From the line containing "Class, locate every instance of the reflection" down to the last line of the records below, copy every line exactly. Leave out everything before it.

------------------------------

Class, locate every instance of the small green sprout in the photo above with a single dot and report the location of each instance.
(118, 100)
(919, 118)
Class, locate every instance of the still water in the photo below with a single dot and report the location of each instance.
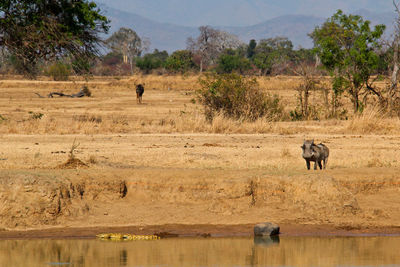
(286, 251)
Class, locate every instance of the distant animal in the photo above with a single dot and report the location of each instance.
(139, 93)
(316, 153)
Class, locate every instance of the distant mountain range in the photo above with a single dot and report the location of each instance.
(239, 12)
(171, 37)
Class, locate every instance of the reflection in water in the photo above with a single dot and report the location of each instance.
(284, 251)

------------------------------

- _Exercise result_
Class, locate every instance of the reflection in water in the photo above with a single dot and report the location of each instance.
(284, 251)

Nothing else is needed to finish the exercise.